— EXERCISE MATERIALS —
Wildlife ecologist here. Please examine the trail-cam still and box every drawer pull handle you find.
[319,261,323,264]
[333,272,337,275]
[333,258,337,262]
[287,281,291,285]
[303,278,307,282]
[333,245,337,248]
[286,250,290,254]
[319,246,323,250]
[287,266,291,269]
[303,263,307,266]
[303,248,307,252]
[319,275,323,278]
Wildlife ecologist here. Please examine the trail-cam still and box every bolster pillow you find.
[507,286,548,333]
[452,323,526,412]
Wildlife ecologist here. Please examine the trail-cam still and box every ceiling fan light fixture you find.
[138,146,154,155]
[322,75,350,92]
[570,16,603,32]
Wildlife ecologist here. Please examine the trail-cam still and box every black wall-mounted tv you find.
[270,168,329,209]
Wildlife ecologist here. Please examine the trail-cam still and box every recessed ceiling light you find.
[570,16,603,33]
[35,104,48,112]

— WHAT IS BEING ASKED —
Give an exact copy of the lines from the one with "light you find." through the end of the entries, both ends included.

— TASK SOLUTION —
Wildlife ecologist here. Please examine the trail-cam still and box every recessed ceiling light you find.
[570,16,603,33]
[35,104,48,112]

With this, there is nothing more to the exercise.